[Excerpts from a dataset]
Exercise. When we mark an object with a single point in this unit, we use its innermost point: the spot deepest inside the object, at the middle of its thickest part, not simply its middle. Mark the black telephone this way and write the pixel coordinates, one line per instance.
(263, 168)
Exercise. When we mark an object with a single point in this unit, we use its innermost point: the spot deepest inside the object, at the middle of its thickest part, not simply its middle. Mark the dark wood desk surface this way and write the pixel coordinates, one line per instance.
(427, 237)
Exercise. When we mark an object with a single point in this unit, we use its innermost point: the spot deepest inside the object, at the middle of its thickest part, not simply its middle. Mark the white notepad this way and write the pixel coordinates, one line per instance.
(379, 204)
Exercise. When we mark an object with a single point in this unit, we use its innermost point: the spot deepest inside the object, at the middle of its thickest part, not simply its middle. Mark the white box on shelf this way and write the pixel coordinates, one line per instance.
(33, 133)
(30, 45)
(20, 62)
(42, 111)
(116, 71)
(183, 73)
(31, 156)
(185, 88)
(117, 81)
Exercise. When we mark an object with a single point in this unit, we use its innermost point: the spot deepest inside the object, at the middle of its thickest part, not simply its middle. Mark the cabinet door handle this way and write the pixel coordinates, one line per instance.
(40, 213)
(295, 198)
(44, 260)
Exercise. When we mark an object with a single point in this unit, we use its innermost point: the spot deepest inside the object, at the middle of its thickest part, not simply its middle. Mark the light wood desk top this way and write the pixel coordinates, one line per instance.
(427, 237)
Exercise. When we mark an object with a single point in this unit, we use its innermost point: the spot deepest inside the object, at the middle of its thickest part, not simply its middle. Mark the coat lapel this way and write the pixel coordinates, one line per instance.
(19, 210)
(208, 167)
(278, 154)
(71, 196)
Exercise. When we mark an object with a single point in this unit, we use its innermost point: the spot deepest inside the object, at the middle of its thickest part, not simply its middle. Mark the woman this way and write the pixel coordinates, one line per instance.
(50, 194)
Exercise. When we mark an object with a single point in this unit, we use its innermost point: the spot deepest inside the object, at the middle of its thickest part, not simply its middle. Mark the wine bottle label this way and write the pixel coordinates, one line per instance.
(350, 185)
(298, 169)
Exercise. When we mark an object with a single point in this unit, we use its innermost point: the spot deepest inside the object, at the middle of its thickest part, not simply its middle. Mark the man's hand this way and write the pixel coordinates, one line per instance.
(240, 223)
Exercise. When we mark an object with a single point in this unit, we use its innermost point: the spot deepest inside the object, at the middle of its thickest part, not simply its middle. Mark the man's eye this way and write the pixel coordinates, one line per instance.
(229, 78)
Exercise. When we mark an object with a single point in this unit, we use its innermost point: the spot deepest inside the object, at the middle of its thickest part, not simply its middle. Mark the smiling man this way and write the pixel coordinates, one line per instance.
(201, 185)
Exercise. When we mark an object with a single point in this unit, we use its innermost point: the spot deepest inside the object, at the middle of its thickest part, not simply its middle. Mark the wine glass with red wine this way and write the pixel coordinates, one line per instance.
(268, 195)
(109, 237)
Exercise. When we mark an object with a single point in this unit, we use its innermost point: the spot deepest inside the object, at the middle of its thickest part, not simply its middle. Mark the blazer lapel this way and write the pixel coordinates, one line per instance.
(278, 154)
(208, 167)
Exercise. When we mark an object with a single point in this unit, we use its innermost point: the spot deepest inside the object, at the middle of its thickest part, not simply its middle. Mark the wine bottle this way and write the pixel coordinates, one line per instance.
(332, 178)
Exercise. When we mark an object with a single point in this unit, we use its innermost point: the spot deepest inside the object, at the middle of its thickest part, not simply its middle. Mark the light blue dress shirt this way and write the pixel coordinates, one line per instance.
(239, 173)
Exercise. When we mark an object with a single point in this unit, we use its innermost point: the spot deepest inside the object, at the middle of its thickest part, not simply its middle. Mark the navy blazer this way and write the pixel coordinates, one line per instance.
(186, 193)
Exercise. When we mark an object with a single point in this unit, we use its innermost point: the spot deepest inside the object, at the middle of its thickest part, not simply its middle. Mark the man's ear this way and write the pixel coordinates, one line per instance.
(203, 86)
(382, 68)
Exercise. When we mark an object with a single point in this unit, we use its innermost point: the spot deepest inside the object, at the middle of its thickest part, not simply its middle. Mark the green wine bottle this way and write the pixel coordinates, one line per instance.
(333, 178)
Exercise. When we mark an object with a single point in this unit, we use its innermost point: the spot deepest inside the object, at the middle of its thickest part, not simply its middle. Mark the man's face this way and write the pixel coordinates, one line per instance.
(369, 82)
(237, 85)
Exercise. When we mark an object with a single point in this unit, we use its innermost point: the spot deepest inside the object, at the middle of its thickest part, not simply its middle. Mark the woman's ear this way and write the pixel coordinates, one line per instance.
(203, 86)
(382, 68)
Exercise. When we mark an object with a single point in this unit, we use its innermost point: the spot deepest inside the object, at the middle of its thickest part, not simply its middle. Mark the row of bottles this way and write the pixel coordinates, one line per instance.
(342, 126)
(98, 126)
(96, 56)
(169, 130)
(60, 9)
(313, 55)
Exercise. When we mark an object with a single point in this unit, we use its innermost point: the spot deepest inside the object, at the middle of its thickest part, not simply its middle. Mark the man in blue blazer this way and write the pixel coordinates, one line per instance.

- Exercise instructions
Output every record above exactly as it was given.

- Final answer
Exercise. When we mark an object with a single point in this unit, we use its innermost point: the spot deepest inside the object, at the middle of its thickest part, not simply its middle. Mark the black telephone this way and write the pixel coordinates, one line per instance.
(263, 168)
Exercise. When we mark an object with a single point in this unit, we use its innermost point: the spot deepest inside the object, at the middle of its thickest part, not simply its middle. Mark the dark wood desk surface this way and write the pixel coordinates, one line per instance.
(427, 237)
Exercise. When we mark an object with a single point in this unit, we use its innermost point: the spot deepest inside the object, at the middle of its thickest part, not simply its middle. Mark the white notepad this way and write the pixel coordinates, one line per instance.
(379, 204)
Exercise. When we mark an object with a single point in this unit, we use its innermost point: the spot deepest inside the object, at the middle of its thickest part, not simply its middle. Mark the white box on shelf this way and write the pixel coordinates, one line per instance.
(33, 133)
(30, 45)
(20, 62)
(42, 111)
(116, 71)
(183, 73)
(31, 156)
(185, 88)
(117, 81)
Exercise. When we mark an object with a single point in this unit, we use its innermost point: the spot deepest inside the object, at the middle of its thickest part, not simply its middle. Mark the cabinet door handle this way and write the pixel coordinates, one line per instance.
(40, 213)
(295, 198)
(44, 260)
Exercise. When we mark an object with a single point in this unit, we use its innermost point: the spot deepest inside the object, at the middle of its thickest part, not simply its middle. Mark the light wood desk top this way and write the pixel coordinates, one line per instance.
(427, 237)
Exercise. When we mark an object with a single point in this unit, we use its innermost point: the spot deepest inside the object, at the middle of its thickest part, not simply its middle. Mark the coat lapel this way and write the pixel coordinates, one line per instance.
(19, 210)
(208, 167)
(278, 154)
(71, 196)
Exercise. When we mark an object with a single point in this unit, we use its innermost point: the spot deepest inside the object, at the middle of its thickest part, not simply its middle. Mark the woman this way and write the pixel coordinates, one line per instance.
(50, 194)
Exercise. When we mark an object with a single point in this unit, we use its innermost point: the spot deepest inside the object, at the middle of its thickest part, not simply its middle. Mark the wine bottle label this way and write the pixel coordinates, one line per instance.
(350, 185)
(298, 169)
Exercise. When we mark an object with a single point in this unit, we use its innermost point: the spot deepest inside the object, at the middle of its thickest part, not simply its middle. Mark the man's hand this way and write the pixel coordinates, one line per instance.
(240, 223)
Exercise. When we mark an object with a single point in this unit, we use its innermost point: the spot deepest inside the object, at the middle of its thickest part, not simply its middle. Mark the man's eye this way and write the pixel coordinates, one line per instance.
(229, 78)
Exercise. When we mark an object with a single point in this unit, we use its innermost point: the spot deepest inside the object, at the middle of its thickest part, not simply its middle. Mark the smiling man this way and write the pixel coordinates, one line per instance.
(201, 185)
Exercise. When we mark an object with a single point in this unit, we use its innermost point: the spot deepest inside the object, at the middle of its thickest part, not simply its middle. Mark the wine glass with red wine this way and write the pixel coordinates, one line per instance.
(268, 195)
(109, 237)
Exercise. When we mark an object with a single point in this unit, we use its innermost point: the spot deepest inside the object, at the middle of its thickest part, not simply its middle. Mark the blazer lapel this way and write the pixel coordinates, one line per instance.
(278, 154)
(208, 167)
Exercise. When we mark an object with a single point in this unit, we use its innermost point: the spot deepest inside the object, at the middle of its thickest part, not simply its middle. Mark the wine bottle this way and write the pixel coordinates, one line per instance.
(332, 178)
Exercise. When we mark an object with a single point in this unit, we use its innermost point: the spot deepest inside the object, at the middle of its thickest part, not simply its middle. Mark the light blue dress shirt this way and write the pixel coordinates, one line per instance.
(239, 173)
Exercise. When we mark an object with a single point in this unit, we use its innermost point: the spot deepest inside the object, at the middle of its thickest part, not simply its middle. Mark the navy blazer this way and write the pixel coordinates, one line per instance.
(186, 193)
Exercise. When we mark an object with a single point in this unit, we use its innermost point: the spot deepest inside the object, at the middle of its thickest part, not simply its middle. Mark the man's ear this way and write the pixel coordinates, one line per instance.
(203, 86)
(382, 68)
Exercise. When we mark an object with a single point in this unit, we use its innermost point: the spot deepest inside the object, at the middle of its thickest part, not simply its middle. Mark the green wine bottle this way and write the pixel coordinates, one line per instance.
(333, 178)
Exercise. When we mark an object with a single point in this unit, we use its innermost point: the spot deepest inside the object, at the middle of its thickest part, not simply its middle. Mark the man's face this way and write the pixel coordinates, one line per instance.
(369, 82)
(237, 85)
Exercise. When we mark an object with a single point in this unit, we use its innermost point: the spot deepest inside the object, at the middle of its thickest part, not simply its middle. Mark the woman's ear this way and write the pixel coordinates, one line per instance.
(203, 86)
(382, 68)
Exercise. When we mark an object with a single point in this unit, we use its innermost point: the spot deepest inside the object, at the middle of its thickest part, not simply its middle. Mark the row of bottles this way and write the pixel coordinates, one line per instance.
(342, 126)
(98, 126)
(96, 56)
(169, 130)
(60, 9)
(313, 55)
Exercise. When we mark an object with a single point in this unit, we use its innermost point: the spot deepest inside the object, at the middle of its thickest part, not simply its middle. Mark the man in blue blazer this way and write the pixel coordinates, one line per instance.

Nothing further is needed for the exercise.